→ **Text block**
++++++

By 1860, the importation of slaves into the United States, illegal more than a half-century, is a federal offense punishable by death. But for Mobile, Alabama’s Timothy Meaher — boat builder, lumber baron, wily river pilot — the rule of law won’t pose much of a threat: he’s a volatile Southern fanatic who’s stuffed the city’s pro-slavery newspapers and judiciary into his back pocket.
Boasting his intention to dodge the U.S. Navy’s enforcement of the hated ban, Meaher partners with William Foster, a shipwright who captains his beautifully crafted schooner, the Clotilda. The pair modifies the vessel, and, by the time it embarks from Meaher’s “private port” in the swampy wilds north of the city, the ship’s hold will have an enlarged capacity for 130 human beings.
Thus, we have Nick Tabor’s panoramic historical account, “Africatown,” which opens as a tale of distant kingdoms connected through time and space by evil transaction.
Foster’s destination is, of course, West Africa, where a shrewd and violent king rules Dahomey, a warlike precinct nestled within the otherwise peaceful Yorubaland region. Happy to accommodate rogue American slave traders, the king sells the captives he’s seized from raids on neighboring tribal groups.
Kossulo, an unskilled, “provincial teenager,” is imprisoned in one of Dahomey’s barracoons — ”earthy jails” made of poles. He can’t imagine that, within weeks, he’ll be transported from Africa’s Slave Coast to America’s Gulf Coast, where he and 112 of his fellow prisoners, later known as the “shipmates,” will be “marooned” for the rest of their lives.
On arrival in Alabama, the slaves are hastily dispersed among several plantations, the majority going to Tim Meaher and his two brothers, and to Foster, who burns the Clotilda, sending it to the bottom of a channel up the Mobile River by Twelve Mile Island. “The Last Slave Ship” becomes a sunken legend. Did it ever really happen?

++++++

[Items listed in a dataset]

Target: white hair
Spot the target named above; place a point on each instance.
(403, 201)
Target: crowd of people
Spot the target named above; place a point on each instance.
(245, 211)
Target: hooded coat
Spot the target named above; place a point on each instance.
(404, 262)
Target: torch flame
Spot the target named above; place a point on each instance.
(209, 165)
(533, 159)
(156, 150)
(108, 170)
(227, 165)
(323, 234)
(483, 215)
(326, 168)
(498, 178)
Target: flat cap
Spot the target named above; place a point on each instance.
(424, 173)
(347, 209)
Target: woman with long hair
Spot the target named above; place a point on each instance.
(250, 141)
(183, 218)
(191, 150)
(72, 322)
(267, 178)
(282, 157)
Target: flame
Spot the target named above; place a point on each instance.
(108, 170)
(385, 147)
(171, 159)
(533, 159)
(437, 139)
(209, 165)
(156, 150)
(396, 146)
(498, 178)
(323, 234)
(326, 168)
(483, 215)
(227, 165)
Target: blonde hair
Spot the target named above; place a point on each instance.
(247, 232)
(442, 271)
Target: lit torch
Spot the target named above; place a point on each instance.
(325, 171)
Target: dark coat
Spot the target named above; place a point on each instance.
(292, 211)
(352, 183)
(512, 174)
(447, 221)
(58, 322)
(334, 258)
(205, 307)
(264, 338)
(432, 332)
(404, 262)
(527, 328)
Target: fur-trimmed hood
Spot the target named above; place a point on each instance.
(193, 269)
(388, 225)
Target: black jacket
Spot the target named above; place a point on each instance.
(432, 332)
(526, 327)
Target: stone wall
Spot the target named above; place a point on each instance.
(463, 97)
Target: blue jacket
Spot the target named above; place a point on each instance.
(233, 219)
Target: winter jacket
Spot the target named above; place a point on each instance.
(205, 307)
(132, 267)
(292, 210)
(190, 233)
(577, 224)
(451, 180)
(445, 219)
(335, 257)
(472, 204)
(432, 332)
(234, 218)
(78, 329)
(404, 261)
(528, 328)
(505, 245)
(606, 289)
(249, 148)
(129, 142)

++++++

→ **Work item A**
Summarize the passage about the Clotilda in two sentences.
→ **Work item B**
Write the next part of the passage about the Clotilda, picking up after its final sentence.

→ **Answer area A**
By 1860, despite a federal ban on importing slaves that carried the death penalty, Mobile boat builder Timothy Meaher partnered with shipwright William Foster, who sailed the modified schooner Clotilda to West Africa, where the king of Dahomey sold captives seized in raids on neighboring groups. Among them was the teenager Kossulo, one of the prisoners carried to Alabama and dispersed among plantations, most going to the Meaher brothers and Foster, who burned the Clotilda and sank it in a channel up the Mobile River.

→ **Answer area B**
Surviving the Civil War, the African-born slaves begin purchasing land in nearby towns like Plateau and Magazine Point during the Reconstruction era. They “[teach] the American-born freed people how to live independently,” writes Tabor, but they’re often ridiculed for their unfamiliar Yoruban ways. They assume “outsider names”: Kossula, for instance, becomes Cudjo Lewis (d. 1935), today revered as Africatown’s Ur-figure.
Gerrymandered out of Mobile’s basic services, they’re subject to disease, and, despite self-policing, denied the protection of law enforcement. (One of Cudjo’s sons dies of diphtheria; another is shot and killed.) In 1893, a journalist declares that they “can’t survive much longer.”
And yet, there are positive developments. A training school established in 1918 becomes an “academic powerhouse.” National journals begin to pay attention. The Harlem Renaissance author, Zora Neale Hurston, then a pioneering anthropological ethnographer and film documentarian, transcribes her extensive interviews with Cudjo Lewis circa 1928; rediscovered 90 years later, they’re published as “Barraccon: The Story of the Last ‘Black Cargo,’” a surprise 2018 New York Times Bestseller.
Nick Tabor, a New York journalist, relocated to Mobile in 2018 to pursue this story. He made friends throughout Africatown and lost himself in the city’s archival dust mote. His book tracks the Gulf port’s economic development from its antebellum days as a filthy, if cosmopolitan, boomtown, through its role in the New South’s industrial transition from “King Cotton” to “King Pulp” during the 20th century.
Nearly powerless, Africatown’s domain is gradually encircled by unregulated heavy industry, Southern-style. Their communities become “sacrifice zones,” a textbook case of “environmental racism,” a useful (and accurate) term coined by sociologist Robert Bullard (“Dumping in Dixie,” 1990), cited by Tabor.
Perforce, the enormous International Paper mill appears in 1928, blanketing the communities in torrents of “flaky white ash.” Over the decades, Scott Paper and various chemical and industrial plants follow, often leasing or buying land from the Meahers. Stupefying quantities of dioxin, hydrochloric acid and chloroform are released. Servile judges allow the area’s waterways to become “industrial streams.” The fish die and the drinking water is contaminated. Residents contend with rising cancer rates.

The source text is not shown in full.